**What to produce**
Convert the listing, from the line with "the white cap" through the end of the listing, into a Markdown table with a No. column numbering each row and a Text column holding that line. Omit blank lines.

**Provided data**
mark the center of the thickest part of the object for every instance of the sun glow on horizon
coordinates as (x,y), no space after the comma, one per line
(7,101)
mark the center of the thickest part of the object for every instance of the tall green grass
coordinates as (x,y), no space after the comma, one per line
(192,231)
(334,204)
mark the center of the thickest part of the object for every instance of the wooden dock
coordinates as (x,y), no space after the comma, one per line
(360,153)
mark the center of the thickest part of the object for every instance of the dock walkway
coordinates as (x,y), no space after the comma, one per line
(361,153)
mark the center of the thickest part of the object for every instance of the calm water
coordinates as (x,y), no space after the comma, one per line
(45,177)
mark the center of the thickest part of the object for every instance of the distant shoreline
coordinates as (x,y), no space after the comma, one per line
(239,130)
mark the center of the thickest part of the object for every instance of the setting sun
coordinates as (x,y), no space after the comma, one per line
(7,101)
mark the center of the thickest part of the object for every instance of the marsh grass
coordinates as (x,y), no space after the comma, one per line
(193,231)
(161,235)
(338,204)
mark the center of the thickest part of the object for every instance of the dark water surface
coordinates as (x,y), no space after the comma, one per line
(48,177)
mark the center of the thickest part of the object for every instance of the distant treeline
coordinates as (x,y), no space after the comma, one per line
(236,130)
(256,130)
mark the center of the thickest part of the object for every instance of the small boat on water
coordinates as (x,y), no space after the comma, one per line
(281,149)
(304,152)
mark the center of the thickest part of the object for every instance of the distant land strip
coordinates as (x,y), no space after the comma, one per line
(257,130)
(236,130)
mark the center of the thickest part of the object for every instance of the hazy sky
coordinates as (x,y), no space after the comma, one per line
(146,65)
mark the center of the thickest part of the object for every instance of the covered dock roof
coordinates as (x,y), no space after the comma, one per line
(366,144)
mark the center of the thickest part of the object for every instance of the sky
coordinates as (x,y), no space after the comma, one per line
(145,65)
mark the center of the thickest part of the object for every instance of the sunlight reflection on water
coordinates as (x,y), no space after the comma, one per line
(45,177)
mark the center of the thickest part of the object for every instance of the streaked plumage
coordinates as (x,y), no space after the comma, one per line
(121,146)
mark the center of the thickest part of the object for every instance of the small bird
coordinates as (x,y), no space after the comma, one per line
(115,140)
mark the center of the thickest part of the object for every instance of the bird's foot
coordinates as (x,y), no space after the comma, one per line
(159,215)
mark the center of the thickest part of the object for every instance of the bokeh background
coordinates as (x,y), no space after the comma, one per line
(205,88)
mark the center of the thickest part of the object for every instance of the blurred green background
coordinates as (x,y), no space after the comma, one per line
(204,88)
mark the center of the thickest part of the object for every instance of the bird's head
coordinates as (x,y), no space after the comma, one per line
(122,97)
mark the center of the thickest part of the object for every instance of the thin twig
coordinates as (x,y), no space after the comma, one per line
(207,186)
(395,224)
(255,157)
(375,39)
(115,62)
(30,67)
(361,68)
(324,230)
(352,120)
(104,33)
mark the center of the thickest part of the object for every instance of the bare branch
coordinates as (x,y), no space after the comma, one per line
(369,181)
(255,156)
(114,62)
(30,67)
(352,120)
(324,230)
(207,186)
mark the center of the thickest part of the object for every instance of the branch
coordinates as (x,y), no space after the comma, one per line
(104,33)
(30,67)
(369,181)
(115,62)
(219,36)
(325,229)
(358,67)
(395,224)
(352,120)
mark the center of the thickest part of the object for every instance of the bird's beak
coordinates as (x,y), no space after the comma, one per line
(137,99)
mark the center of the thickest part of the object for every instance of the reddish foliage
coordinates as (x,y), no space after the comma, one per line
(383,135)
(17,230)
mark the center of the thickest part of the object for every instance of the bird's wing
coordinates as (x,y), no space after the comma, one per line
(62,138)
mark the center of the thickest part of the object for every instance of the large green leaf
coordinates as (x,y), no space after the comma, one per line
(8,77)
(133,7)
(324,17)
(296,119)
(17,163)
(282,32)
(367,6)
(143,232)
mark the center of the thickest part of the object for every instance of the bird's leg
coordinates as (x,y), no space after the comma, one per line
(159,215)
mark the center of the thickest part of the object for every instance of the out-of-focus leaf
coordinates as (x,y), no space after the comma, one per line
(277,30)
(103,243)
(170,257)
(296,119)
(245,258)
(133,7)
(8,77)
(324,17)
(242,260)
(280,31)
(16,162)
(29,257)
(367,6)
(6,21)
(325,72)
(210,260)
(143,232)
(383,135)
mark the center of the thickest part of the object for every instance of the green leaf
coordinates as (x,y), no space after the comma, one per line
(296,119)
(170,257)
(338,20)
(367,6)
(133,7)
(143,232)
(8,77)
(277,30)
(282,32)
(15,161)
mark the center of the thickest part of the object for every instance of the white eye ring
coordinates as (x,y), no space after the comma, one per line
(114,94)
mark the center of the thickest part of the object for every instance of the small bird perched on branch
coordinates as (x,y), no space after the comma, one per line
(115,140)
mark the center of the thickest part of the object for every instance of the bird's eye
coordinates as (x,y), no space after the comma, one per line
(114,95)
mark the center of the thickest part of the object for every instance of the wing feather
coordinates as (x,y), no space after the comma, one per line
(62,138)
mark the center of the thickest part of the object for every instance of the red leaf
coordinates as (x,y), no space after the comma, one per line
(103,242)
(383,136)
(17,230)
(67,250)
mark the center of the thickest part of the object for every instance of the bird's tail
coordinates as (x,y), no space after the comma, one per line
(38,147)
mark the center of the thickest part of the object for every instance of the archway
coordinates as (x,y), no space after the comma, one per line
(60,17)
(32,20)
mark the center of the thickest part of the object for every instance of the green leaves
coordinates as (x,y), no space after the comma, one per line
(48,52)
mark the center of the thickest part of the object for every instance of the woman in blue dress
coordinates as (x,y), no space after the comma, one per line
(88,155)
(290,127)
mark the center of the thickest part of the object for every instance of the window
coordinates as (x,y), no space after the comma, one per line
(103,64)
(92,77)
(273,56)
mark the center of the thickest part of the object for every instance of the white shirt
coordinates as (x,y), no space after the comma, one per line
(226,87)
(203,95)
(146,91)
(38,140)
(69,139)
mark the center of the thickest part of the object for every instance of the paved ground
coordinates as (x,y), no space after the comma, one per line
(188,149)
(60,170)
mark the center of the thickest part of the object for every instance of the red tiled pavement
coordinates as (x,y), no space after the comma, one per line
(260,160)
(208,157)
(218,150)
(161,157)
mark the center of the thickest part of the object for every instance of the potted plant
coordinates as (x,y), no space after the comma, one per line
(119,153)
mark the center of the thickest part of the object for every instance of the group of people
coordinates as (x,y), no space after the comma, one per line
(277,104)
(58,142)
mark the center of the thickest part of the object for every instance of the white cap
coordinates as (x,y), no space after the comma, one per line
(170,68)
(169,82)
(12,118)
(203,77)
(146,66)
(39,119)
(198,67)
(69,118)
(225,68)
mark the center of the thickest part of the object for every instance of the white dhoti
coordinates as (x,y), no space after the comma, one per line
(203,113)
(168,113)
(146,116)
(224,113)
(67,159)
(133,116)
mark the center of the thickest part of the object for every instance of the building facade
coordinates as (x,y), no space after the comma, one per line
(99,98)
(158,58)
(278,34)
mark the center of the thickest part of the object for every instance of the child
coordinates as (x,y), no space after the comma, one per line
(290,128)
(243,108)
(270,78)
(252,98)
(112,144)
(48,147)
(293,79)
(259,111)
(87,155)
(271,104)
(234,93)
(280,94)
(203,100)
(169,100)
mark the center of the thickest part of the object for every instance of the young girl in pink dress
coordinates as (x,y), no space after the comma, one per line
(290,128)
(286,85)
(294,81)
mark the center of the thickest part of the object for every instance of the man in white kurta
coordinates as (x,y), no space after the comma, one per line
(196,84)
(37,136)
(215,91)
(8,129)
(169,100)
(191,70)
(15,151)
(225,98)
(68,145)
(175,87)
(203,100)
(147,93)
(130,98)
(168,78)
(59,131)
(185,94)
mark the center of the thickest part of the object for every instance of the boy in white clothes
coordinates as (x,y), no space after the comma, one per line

**Result for this task**
| No. | Text |
|---|---|
| 1 | mark the center of the thickest part of the object for every instance of the white cap |
| 2 | coordinates as (x,y), no space after the comma, one per line |
| 3 | (170,68) |
| 4 | (169,82) |
| 5 | (12,118) |
| 6 | (203,77) |
| 7 | (146,66) |
| 8 | (39,119) |
| 9 | (198,67) |
| 10 | (69,118) |
| 11 | (225,68) |
| 12 | mark the center of the thickest part of the object for every instance of the white dhoti |
| 13 | coordinates as (x,y), no space after the comma, one per line |
| 14 | (203,113) |
| 15 | (168,113) |
| 16 | (146,116) |
| 17 | (224,113) |
| 18 | (67,159) |
| 19 | (133,116) |
| 20 | mark the center of the thickest part of the object for every instance of the building facade |
| 21 | coordinates as (x,y), no space after the comma, one per line |
| 22 | (99,98) |
| 23 | (158,58) |
| 24 | (278,34) |
| 25 | mark the center of the thickest part of the object for every instance of the child |
| 26 | coordinates as (x,y), no space after the comma, one per line |
| 27 | (290,128) |
| 28 | (243,108) |
| 29 | (270,78) |
| 30 | (252,98) |
| 31 | (112,144) |
| 32 | (48,147) |
| 33 | (293,79) |
| 34 | (259,111) |
| 35 | (87,155) |
| 36 | (271,104) |
| 37 | (234,93) |
| 38 | (280,94) |
| 39 | (203,100) |
| 40 | (169,100) |
| 41 | mark the center of the thickest part of the object for every instance of the young girl in pink dress |
| 42 | coordinates as (x,y), no space after the comma, one per line |
| 43 | (290,128) |
| 44 | (286,85) |
| 45 | (294,81) |
| 46 | mark the center of the thickest part of the object for every instance of the man in white kurta |
| 47 | coordinates as (x,y), no space after the comma, one per line |
| 48 | (196,84) |
| 49 | (37,136) |
| 50 | (215,91) |
| 51 | (8,129) |
| 52 | (169,100) |
| 53 | (191,70) |
| 54 | (15,151) |
| 55 | (225,98) |
| 56 | (68,145) |
| 57 | (175,87) |
| 58 | (203,100) |
| 59 | (147,93) |
| 60 | (130,98) |
| 61 | (168,78) |
| 62 | (59,131) |
| 63 | (185,94) |
| 64 | mark the center of the thickest part of the object for every instance of the boy in white clothes |
| 65 | coordinates as (x,y), no space after the comma, one per line |